▶ Texte fourni:
++++++++++

Marie Moutier—Bitan, Le pacte antisémite. Le début de la Shoah en Galicie orientale. Passés / Composés, 2023.

Marie Moutier—Bitan, Le pacte antisémite. Le début de la Shoah en Galicie orientale. Passés / Composés, 2023.

 

Sauf si ma mémoire m’abuse, je crois avoir déjà recensé ici-même un précédent ouvrage sur un sujet connexe, étudié par l’auteure. Il faut donc louer cet esprit de suite, cette persévérance et cette ardeur à pousser les investigations sur un sujet qui n’a pas de fin , l’anéantissement des communautés juives d’Europe par les Nazis et de certaines complicités qu’on a tendance à oublier ces jours derniers. En relatant leur histoire dans le respect des règles historiques, on redonne vie à ces disparus anonymes, morts en plein champ ou ailleurs sans sépulture et, dans l’indifférence générale.

 

Et justement, c’est un aspect qu’on a du mal à comprendre.., dès les premières pages, l’auteure fait l’exégèse d’une scène horrible, absolument abominable sur un cliché parvenu jusqu’à nous.  Un pauvre juif gît à terre, maintenu solidement par des adolescents et un ou deux adultes qui l’immobilisent, manifestement ravis de s’en prendre à un pauvre homme qui, la veille ou quelques jours auparavant ,vivait  encore en voisin paisible et respecté. Mais   voila, c’est l’inexplicable, l’impensable qui se déroule sous nos yeux puisque certains spectateurs regardent, le sourire aux lèvres, comme si de rien n’était.. Mais comment s’est opérée ce changement criminel où de simples citoyens ou paysans menacent l’intégrité physique, alors qu’on ne découvre dans l’assistance aucun uniforme ni de   soldat ni de policier... C’est une populace qui donne libre cours à sa haine recuite à l’égard des juifs.

 

C’est le genre de scène que l’on découvre au commencement du pogrom de Lviv en juin / juillet, ville comptant plus d’un demi-million d’habitants juifs à la mi juin 1941. Peu de jours auparavant, les Nazis ont envahi l’URSS et dès leur arrivés ils sont à pied d’œuvre avec  leurs sections spéciales C’est le triste sort dévolu à ces pauvres juifs de Galicie orientale. La chasse aux juifs est ouverte ; plus aucune loi, plus aucune règle n’existe pour les protéger. Ils sont livrés pieds et poings liés à leurs persécuteurs. On n’a pas attendu l’arrivée des troupes allemandes pour tuer. C’est dire que la populace, dans les replis   les plus intimes de son âme, nourrit une haine recuite à l’égard de ses concitoyens juifs. Normalement, cette communauté de vie, de travail et de destin aurait dû épargner des victimes innocentes, mais voila aux yeux des antisémites nazis et de leurs collaborateurs, il n’existe pas d’innocent juif...

++++++++++

▶ Lignes de données:
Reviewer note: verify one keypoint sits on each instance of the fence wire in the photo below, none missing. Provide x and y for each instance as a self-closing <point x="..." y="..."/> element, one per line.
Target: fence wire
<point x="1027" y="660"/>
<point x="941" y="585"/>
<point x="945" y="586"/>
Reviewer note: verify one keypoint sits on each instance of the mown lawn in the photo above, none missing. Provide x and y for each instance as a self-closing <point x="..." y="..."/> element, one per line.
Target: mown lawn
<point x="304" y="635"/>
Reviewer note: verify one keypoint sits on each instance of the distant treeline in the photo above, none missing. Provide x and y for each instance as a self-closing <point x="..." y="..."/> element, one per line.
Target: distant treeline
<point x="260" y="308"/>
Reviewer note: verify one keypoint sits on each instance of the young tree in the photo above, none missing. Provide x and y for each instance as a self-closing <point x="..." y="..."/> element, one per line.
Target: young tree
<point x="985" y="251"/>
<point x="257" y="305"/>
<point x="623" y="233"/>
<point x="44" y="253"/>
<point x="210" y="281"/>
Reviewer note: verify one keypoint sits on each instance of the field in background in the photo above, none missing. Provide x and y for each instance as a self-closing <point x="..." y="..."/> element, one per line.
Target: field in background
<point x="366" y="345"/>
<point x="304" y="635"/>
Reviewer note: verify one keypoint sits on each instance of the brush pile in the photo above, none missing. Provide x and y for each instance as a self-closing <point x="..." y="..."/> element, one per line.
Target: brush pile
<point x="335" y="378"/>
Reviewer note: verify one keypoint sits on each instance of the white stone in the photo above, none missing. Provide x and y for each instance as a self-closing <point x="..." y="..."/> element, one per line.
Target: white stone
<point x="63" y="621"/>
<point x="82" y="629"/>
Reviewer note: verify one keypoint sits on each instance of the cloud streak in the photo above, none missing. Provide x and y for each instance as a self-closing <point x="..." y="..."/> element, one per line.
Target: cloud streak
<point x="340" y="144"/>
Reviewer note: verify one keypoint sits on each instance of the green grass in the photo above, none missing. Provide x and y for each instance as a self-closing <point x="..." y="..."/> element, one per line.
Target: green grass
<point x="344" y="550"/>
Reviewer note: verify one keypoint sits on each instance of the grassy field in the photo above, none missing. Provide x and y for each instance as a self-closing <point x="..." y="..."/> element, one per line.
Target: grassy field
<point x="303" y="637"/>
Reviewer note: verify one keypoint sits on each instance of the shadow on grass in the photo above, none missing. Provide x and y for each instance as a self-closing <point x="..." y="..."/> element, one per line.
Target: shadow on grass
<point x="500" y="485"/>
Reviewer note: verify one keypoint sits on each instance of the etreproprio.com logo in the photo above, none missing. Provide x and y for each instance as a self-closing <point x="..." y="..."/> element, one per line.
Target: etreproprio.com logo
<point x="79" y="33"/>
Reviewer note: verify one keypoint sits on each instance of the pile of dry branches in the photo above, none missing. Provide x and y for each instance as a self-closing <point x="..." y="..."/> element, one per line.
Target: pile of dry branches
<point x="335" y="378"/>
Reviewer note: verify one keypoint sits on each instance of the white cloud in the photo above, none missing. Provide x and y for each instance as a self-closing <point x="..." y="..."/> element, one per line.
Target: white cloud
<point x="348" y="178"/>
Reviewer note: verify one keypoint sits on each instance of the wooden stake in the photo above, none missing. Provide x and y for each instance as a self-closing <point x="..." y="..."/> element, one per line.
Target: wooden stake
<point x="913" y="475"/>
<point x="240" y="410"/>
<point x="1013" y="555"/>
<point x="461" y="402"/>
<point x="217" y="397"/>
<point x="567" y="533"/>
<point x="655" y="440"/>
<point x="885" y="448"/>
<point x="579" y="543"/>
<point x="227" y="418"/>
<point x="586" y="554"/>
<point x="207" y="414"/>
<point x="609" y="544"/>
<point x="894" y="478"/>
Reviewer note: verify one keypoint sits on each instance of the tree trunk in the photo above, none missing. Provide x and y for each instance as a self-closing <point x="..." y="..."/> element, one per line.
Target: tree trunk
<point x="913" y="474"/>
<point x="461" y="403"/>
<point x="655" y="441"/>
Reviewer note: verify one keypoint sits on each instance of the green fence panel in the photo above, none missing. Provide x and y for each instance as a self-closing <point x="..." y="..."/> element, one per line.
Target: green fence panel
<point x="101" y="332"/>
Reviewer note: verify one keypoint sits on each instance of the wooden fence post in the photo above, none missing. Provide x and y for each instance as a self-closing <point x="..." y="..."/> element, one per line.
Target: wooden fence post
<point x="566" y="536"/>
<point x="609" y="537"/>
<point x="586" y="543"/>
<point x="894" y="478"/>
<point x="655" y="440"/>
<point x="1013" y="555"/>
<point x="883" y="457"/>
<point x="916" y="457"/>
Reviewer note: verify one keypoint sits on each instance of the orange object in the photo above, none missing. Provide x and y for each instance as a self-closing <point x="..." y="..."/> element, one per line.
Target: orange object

++++++++++

▶ Consigne: Poursuivez la recension consacrée au début de la Shoah en Galicie orientale, à partir de sa dernière phrase.

▶ Résultat:
 

Pour perpétrer une telle extermination, les Nazis ont pu compter sur l’aide de supplétifs ukrainiens, trop heureux de  faire  main basse sur les biens des juifs. On ne s’explique pas autrement l’empressement avec lequel ces populations autochtones ont secondé les Nazis. Il suffit de lire les livre (Les bagages de sable)  d’Anna Langfus  Prix Goncourt en 1962, pour s’en convaincre.

 

Partant, avant même l’invasion nazie du territoire soviétique, la haine antisémite s’est donnée libre cours.

 

Il est malaisé de recopier les différents massacres de telle ou telle autre communauté juive, je préfère donner la parole à l’auteure qui explique ses intentions dans cet ouvrage :

 

Le présent ouvrage entend explorer un instant bref, celui du basculement d’une région dans la première phase de la Shoah, en Ukraine entre le 22 juin et le 21 juillet 41, en Galicie orientale, tout en proposant un tableau de la situation de la région à la veille de l’invasion, afin de mieux saisir les tensions locales auxquelles vint se superposer la politique nazi,e l’anéantissement des juifs des territoires soviétiques.  L’objectif est d’étudier à hauteur d’homme au ars du sol, ces bouleversements locaux et meurtriers au sein de la population locale.

 

Dans des limitations géographiques en proie à de si nombreux changements, comme, par exemple, les nombreux partages de la Pologne, comment les juifs se définissaient-ils ? Et comment les définissait-on ? On ne pouvait pas les considérer comme de simples minoritaires puisque leur appartenance à un territoire ou à un pays  déterminé était sujette à caution. Il semble que la langue, le yiddish, ait joué un certain tôle et pouvait servir de lien de rattachement. L’auteure cite des questions- réponses où l’on voit nettement que les frontières géographiques n’étaient pas si déterminantes que cela puisqu’un juif natif de Pologne pouvait se retrouver ressortissant d’une autre nationalité. Cette dernière n’étant pas nécessairement correctement appréhendée. Mais dans tous les cas, la question juive restait une question sans réponse... L’auteure note que l’on désignait les juifs par un terme méprisant, voire injurieux (Yd). La plupart du temps, c’est l’élément qui était prépondérant même si, dans d’’autres cas, c’était l’allemand qui avait la préférence.

 

En déroulant l’historique de ces communautés juives pauvres et isolées, l’auteure montre qu’il y avait, à l’origine, une relative cohabitation entre membres du Shtetel et habitants des villages ukrainiens. Les gens partageaient les mêmes espoirs mais aussi et surtout les mêmes difficultés et la même misère. Mais il s’agissait avant tout d’un équilibre instable. Les antagonismes sociaux et religieux pouvaient se transformer en un rien de temps en une étincelle dévastatrice dont les juifs étaient les victimes désignées.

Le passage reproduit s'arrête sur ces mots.